Set problem — Copy out the lines below, starting with the line that contains "In this photo, where can the horse's neck" and going on through the very last line, requests and all. Scale every coordinate in the answers by 0.95 and round each to a whole number, with halves rounding up.

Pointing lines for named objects
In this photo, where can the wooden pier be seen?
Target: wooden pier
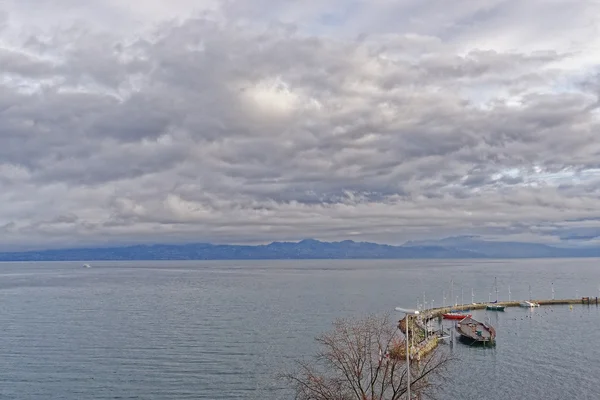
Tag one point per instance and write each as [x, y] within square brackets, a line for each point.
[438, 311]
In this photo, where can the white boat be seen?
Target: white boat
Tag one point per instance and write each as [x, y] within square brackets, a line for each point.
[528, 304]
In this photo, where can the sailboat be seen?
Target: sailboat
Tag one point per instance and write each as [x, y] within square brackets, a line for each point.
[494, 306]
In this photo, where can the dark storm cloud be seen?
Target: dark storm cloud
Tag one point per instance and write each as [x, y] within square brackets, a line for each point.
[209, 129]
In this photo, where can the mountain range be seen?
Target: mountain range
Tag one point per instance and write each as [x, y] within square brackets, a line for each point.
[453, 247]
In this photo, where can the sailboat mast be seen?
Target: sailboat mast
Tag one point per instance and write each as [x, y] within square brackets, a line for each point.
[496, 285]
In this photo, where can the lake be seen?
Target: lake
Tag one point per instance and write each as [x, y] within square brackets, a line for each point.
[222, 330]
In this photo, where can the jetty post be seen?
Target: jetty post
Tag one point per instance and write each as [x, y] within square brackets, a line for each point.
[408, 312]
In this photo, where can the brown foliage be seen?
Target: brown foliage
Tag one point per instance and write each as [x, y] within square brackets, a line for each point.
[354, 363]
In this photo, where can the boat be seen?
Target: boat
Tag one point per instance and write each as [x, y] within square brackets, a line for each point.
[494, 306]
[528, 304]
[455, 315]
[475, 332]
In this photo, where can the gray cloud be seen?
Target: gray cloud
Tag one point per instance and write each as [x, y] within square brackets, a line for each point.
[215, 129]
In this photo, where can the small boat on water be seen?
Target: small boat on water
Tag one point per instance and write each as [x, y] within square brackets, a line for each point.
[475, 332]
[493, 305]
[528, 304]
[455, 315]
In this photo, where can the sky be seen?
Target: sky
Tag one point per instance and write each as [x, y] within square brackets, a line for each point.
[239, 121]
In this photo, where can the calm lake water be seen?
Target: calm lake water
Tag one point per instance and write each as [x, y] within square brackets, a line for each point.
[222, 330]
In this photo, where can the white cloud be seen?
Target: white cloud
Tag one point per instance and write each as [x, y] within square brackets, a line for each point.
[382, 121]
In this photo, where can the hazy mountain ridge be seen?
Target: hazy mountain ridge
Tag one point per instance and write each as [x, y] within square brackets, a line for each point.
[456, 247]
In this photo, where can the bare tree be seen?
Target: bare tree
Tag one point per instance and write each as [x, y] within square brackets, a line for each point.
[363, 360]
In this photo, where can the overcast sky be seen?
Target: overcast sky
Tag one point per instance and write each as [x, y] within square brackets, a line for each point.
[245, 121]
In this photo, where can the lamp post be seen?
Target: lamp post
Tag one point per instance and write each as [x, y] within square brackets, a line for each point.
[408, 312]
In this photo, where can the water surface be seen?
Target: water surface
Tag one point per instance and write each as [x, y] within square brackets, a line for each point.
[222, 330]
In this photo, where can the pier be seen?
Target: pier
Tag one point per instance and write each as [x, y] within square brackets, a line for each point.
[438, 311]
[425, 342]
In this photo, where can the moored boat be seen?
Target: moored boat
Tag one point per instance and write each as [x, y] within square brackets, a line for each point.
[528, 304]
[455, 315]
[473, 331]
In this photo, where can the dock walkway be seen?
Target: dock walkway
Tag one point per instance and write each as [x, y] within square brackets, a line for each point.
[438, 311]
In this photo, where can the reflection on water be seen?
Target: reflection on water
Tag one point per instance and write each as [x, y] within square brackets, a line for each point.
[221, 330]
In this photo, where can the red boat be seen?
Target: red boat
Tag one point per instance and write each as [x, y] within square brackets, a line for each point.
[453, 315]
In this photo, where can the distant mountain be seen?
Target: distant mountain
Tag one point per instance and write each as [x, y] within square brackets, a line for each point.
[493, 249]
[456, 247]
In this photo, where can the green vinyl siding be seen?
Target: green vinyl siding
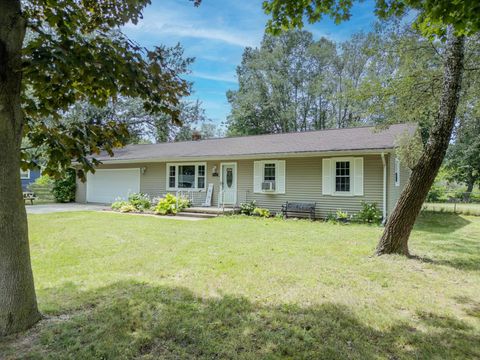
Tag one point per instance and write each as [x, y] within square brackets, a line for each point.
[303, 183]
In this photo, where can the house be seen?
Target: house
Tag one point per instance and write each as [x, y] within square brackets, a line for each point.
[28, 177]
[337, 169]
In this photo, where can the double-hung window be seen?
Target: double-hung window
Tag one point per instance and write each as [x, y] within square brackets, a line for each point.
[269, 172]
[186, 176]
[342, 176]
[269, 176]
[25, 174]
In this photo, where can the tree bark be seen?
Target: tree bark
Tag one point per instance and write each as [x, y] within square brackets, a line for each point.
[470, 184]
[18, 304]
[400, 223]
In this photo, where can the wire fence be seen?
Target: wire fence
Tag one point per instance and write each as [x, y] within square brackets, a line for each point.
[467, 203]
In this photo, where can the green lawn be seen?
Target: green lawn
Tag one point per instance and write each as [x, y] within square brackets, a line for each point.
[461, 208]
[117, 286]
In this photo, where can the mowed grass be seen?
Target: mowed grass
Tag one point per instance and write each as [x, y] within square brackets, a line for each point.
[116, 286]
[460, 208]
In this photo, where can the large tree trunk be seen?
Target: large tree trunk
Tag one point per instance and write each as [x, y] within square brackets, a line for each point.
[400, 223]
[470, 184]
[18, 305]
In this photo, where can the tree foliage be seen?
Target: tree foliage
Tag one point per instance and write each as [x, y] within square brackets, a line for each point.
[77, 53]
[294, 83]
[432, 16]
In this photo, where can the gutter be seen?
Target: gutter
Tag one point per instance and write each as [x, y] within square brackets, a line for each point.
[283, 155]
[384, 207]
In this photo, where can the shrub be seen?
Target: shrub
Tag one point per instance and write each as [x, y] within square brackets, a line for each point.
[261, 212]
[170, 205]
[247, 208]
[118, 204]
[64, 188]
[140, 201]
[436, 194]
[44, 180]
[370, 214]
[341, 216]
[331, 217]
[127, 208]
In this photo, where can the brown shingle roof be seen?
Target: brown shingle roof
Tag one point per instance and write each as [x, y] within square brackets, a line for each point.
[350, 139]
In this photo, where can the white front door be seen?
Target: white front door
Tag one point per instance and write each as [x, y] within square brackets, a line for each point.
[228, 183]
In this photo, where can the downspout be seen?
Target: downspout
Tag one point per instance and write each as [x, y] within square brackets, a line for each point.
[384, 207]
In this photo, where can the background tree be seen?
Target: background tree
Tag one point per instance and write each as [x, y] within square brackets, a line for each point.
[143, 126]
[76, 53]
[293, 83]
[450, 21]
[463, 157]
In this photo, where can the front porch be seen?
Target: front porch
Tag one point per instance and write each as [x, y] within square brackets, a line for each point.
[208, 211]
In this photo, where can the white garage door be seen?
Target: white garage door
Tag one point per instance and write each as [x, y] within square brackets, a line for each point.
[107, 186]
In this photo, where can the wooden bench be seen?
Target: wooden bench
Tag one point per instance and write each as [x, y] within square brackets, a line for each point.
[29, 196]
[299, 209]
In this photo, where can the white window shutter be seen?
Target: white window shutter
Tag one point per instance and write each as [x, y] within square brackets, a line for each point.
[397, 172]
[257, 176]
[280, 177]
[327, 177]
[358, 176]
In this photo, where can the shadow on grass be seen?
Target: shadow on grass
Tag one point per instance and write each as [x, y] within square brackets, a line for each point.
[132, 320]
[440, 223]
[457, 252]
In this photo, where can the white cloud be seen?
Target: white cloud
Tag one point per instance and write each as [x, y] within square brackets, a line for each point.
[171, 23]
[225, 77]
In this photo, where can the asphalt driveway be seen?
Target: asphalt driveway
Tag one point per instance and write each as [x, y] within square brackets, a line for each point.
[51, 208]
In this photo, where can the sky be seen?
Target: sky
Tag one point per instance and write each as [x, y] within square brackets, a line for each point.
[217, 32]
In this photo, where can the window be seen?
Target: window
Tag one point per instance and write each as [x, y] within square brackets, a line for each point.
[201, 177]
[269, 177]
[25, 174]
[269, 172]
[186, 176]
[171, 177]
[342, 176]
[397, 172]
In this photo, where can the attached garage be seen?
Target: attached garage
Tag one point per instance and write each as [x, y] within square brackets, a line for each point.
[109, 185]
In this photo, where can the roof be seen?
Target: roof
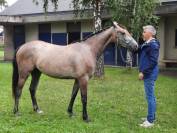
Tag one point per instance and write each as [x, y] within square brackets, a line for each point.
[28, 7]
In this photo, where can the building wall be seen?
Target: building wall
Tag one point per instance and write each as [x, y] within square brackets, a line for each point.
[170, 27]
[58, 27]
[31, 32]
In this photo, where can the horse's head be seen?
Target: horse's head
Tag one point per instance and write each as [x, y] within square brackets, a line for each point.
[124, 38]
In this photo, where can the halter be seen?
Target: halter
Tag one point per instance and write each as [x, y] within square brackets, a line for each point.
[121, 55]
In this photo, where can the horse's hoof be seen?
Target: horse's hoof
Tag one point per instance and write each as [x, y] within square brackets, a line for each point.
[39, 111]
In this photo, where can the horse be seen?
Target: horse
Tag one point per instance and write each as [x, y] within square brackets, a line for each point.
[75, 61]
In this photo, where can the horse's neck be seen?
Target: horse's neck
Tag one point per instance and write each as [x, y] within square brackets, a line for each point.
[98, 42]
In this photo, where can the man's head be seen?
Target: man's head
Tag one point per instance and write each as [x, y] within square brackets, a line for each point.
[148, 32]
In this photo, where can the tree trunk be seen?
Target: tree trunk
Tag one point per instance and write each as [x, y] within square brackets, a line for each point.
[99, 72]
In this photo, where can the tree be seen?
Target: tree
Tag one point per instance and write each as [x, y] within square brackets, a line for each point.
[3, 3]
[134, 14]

Final answer —
In this photo, where can the horse's neck be seen?
Target: horse's neck
Tag one point per instance and write each as [x, y] within square brackets, a line for each point.
[93, 40]
In this photo, where can the man's head be seen?
Target: man's head
Tag one point per instance and write each as [x, y] within square brackets, a line for each point.
[141, 30]
In this photo, where can the tree trunk be seen?
Target: tree trunk
Tag one point per instance and write each as [x, y] within square brackets, a line for each point.
[94, 68]
In this photo, where can the tree be seen?
Target: tree
Tag one point per instance and write each as [x, y] within square brackets, a line for each point.
[3, 3]
[127, 13]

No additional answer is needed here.